- _TASK REQUIREMENTS_
Count the lines in the material below that contain the string "truck", and reply with that number alone.

- _TASK INPUT_
== == ==

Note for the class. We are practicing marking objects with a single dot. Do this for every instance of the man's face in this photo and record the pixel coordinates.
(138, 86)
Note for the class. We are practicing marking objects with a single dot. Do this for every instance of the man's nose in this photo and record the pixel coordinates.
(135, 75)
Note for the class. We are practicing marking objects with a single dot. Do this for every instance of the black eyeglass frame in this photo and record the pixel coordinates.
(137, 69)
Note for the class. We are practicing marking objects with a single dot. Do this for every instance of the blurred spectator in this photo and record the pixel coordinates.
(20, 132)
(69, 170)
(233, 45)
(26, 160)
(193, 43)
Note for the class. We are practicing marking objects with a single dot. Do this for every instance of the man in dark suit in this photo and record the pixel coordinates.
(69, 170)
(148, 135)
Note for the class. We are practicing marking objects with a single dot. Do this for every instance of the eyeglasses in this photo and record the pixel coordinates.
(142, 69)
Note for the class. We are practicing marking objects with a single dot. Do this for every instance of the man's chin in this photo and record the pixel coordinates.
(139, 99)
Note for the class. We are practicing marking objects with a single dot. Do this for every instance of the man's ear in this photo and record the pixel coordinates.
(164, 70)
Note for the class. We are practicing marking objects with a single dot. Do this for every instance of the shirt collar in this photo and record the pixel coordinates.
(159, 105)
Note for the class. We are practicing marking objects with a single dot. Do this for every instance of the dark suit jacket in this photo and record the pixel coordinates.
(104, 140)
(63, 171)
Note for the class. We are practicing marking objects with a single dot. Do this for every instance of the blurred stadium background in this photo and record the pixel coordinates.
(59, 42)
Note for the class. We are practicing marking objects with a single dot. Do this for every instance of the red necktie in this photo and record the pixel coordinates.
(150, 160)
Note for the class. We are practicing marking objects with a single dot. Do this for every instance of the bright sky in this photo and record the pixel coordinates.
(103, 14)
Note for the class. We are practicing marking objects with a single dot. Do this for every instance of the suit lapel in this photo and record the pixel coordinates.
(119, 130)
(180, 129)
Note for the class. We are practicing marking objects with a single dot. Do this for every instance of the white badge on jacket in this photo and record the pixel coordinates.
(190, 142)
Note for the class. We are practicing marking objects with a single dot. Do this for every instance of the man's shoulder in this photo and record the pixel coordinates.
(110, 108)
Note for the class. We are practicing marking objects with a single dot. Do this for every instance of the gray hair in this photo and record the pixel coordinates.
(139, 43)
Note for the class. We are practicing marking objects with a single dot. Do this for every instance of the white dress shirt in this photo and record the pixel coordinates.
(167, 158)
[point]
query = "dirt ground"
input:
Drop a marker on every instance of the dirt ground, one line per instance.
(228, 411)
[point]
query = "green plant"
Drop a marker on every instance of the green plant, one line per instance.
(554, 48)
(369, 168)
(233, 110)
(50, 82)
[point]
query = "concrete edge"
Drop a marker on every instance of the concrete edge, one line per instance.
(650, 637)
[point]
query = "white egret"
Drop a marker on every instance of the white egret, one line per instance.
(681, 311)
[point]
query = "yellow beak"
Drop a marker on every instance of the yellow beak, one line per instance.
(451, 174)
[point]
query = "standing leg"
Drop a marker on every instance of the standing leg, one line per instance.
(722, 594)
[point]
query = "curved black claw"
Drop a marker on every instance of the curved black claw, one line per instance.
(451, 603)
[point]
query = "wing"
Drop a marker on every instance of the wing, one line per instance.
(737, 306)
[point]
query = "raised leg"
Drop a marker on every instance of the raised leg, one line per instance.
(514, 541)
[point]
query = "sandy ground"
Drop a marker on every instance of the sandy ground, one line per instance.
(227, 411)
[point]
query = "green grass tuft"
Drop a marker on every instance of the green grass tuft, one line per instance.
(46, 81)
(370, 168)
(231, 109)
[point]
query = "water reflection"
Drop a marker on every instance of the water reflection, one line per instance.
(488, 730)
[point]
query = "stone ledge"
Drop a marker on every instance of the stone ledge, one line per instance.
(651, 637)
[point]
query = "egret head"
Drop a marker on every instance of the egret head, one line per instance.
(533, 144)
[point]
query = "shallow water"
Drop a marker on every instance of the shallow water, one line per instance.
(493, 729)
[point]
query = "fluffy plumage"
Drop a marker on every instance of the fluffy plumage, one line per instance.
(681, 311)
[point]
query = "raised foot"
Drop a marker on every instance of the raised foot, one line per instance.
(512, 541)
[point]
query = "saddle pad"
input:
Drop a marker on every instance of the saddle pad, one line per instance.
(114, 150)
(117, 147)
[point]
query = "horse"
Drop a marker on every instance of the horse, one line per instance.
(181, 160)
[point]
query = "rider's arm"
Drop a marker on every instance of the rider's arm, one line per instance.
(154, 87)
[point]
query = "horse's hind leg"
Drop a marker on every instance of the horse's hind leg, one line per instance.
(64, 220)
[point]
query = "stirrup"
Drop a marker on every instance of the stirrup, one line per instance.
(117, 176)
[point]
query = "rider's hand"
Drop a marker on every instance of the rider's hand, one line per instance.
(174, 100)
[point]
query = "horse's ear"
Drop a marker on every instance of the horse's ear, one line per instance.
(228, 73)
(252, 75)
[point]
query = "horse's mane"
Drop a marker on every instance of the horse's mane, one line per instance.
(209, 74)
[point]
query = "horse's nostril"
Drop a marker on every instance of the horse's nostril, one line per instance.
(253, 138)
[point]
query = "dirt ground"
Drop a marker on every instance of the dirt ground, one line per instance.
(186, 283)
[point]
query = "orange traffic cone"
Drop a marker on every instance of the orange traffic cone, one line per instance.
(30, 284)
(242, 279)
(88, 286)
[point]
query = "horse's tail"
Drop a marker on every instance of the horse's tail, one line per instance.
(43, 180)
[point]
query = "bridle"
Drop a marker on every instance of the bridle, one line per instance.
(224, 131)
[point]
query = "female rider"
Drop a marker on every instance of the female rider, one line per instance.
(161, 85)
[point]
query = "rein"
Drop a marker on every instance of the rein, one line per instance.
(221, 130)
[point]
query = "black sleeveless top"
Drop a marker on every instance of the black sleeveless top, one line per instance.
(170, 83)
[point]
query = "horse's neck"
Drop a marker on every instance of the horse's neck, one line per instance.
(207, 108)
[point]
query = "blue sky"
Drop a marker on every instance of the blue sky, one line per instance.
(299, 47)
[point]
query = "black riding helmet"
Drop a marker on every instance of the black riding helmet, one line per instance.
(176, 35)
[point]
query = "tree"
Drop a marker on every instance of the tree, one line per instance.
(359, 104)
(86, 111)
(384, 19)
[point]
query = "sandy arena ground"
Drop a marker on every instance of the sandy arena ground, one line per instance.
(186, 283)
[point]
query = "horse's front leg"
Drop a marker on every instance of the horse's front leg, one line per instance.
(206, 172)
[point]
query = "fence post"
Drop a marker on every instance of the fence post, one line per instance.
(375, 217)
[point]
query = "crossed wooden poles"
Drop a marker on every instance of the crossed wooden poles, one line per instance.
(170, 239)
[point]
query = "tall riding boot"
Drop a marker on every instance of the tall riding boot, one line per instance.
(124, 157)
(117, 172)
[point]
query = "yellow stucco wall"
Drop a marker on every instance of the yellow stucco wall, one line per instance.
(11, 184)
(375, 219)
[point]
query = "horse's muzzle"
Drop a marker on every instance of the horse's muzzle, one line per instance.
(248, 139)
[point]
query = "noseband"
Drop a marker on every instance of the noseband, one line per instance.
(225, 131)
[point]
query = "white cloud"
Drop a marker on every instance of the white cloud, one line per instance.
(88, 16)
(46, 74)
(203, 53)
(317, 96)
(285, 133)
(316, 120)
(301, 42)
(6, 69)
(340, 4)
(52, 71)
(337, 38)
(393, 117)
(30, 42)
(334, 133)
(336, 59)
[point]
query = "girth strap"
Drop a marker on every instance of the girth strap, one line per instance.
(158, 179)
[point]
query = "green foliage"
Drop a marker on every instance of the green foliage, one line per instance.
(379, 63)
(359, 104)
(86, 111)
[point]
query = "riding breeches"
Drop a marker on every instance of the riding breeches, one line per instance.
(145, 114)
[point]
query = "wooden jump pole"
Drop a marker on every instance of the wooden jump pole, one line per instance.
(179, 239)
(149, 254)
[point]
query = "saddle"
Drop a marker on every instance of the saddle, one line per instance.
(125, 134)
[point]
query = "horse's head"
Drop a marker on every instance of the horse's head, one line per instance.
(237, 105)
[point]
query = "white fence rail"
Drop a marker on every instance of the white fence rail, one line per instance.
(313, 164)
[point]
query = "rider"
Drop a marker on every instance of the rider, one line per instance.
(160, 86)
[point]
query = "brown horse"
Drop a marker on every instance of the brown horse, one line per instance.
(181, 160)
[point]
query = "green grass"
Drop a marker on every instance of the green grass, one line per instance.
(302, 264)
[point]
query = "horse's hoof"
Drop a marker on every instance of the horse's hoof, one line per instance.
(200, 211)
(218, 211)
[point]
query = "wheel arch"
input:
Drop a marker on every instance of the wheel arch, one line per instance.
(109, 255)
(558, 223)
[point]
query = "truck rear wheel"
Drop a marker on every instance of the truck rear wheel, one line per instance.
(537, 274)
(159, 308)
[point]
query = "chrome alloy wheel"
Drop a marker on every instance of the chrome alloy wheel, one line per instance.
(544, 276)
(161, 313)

== == ==

- _THE RESULT_
2